= Given text =
Stocks don’t care for now, but stay on your toes because sometimes the realization happens late and suddenly, like Wile E. Coyote running off a cliff and hanging in the air for a few beats before gravity takes over.
The most interesting stock news of the past week was the sharp 14% tumble taken by Walgreens (WBA). The big drugstore chain said it faced its most difficult quarter since its 2014 acquisition of Alliance Boots.
The retailer fell short of analysts’ profit expectations for the latest quarter and warned that challenging economic conditions, including falling generic drug prices, will weigh on earnings throughout the year.
Walgreens is no tech hotshot with an uneven earnings stream. Rather, it’s like a utility where you can buy aspirin, milk and Halloween candy. Companies like this are supposed to be slow, steady and largely bulletproof. So, it’s no wonder that investors worry Walgreens could be at the beginning of a rough earnings period.
S&P 500 companies are projected to report a 4% profit contraction from a year earlier, the broad index’s first quarter of negative earnings growth since 2016. Profit estimates for subsequent quarters continue to fall, raising the likelihood of an earnings recession.
Some investors and analysts say estimates for subsequent quarters this year likely need to come down further to reflect the rough economic terrain companies like Walgreens have warned about.
Adding to investors’ economic trepidations was a drop in orders for long-lasting factory goods in February following three straight months of growth. A sharp decline in civilian aircraft orders contributed to a 1.6% pullback in orders for durable goods in February from January.
Even putting the volatile aircraft order shortfall aside, analysts at Capital Economics note that orders were muted, reflecting the recent deterioration in global manufacturing activity.
The decline in commercial aircraft orders was largely as expected since investors already knew that Boeing received orders for only five planes last month, down from 46 the previous month.
With the 737 line accounting for 60% of Boeing’s orders, this will weigh on the durable goods data over the coming months.
Excluding transportation, core orders increased by only 0.1% month over month, with the weakness widespread. Non-defense capital goods (ex-aircraft) shipments are on track to expand by a modest 4% annualized in the first quarter. CapEcon observes that with consumption growth unusually weak, it’s fair to estimate that first-quarter GDP growth was a modest 1.5%.
As noted a moment ago, so far the equity markets don’t seem to care, possibly because investors choose to look through the trough to a rebound on the other side, and are focused instead on accommodative interest rate policy at the Federal Reserve and low inflation to counterbalance the negatives.

= Listing =

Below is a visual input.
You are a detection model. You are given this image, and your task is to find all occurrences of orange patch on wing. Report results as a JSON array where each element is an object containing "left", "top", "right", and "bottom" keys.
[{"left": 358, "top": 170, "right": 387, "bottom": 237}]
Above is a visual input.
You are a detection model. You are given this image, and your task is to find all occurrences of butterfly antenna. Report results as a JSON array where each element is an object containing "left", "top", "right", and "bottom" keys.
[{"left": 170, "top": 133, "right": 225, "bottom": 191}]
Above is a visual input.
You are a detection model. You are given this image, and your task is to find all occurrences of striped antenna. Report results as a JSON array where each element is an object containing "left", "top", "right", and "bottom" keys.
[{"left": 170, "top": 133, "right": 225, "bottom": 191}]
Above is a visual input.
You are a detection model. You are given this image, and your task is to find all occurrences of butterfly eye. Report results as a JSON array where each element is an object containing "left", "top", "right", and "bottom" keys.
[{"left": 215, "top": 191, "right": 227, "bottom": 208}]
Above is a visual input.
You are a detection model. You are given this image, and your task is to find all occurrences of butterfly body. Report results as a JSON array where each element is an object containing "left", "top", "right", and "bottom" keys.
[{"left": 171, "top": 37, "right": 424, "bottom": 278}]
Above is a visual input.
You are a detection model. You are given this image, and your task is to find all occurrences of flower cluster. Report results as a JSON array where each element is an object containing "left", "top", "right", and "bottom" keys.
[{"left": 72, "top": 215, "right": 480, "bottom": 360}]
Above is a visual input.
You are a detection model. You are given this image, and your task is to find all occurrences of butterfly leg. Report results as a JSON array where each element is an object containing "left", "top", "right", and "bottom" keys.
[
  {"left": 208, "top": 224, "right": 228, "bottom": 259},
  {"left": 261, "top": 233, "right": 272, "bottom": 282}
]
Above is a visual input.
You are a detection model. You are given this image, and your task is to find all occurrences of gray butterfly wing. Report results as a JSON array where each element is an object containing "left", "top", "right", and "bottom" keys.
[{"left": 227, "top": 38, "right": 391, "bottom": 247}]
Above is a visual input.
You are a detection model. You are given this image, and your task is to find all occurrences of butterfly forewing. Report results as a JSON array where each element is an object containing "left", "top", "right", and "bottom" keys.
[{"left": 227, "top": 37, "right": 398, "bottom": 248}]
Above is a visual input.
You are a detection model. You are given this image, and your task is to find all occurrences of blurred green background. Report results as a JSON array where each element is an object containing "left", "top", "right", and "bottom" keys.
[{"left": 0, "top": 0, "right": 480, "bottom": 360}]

= Jobs =
1. Answer these questions using the market commentary:
(a) By what percentage did Walgreens shares tumble?
(b) By what percentage did orders for durable goods pull back in February from January?
(c) How many plane orders did Boeing receive last month?
2. Rewrite the stretch of the market commentary from "Adding to investors’" through "the coming months.", putting "airplane" in place of "aircraft".
None of the rows are needed for what comes next.

= Expected answers =
1.
(a) 14%
(b) 1.6%
(c) Five, down from 46 the previous month.

2.
Adding to investors’ economic trepidations was a drop in orders for long-lasting factory goods in February following three straight months of growth. A sharp decline in civilian airplane orders contributed to a 1.6% pullback in orders for durable goods in February from January.
Even putting the volatile airplane order shortfall aside, analysts at Capital Economics note that orders were muted, reflecting the recent deterioration in global manufacturing activity.
The decline in commercial airplane orders was largely as expected since investors already knew that Boeing received orders for only five planes last month, down from 46 the previous month.
With the 737 line accounting for 60% of Boeing’s orders, this will weigh on the durable goods data over the coming months.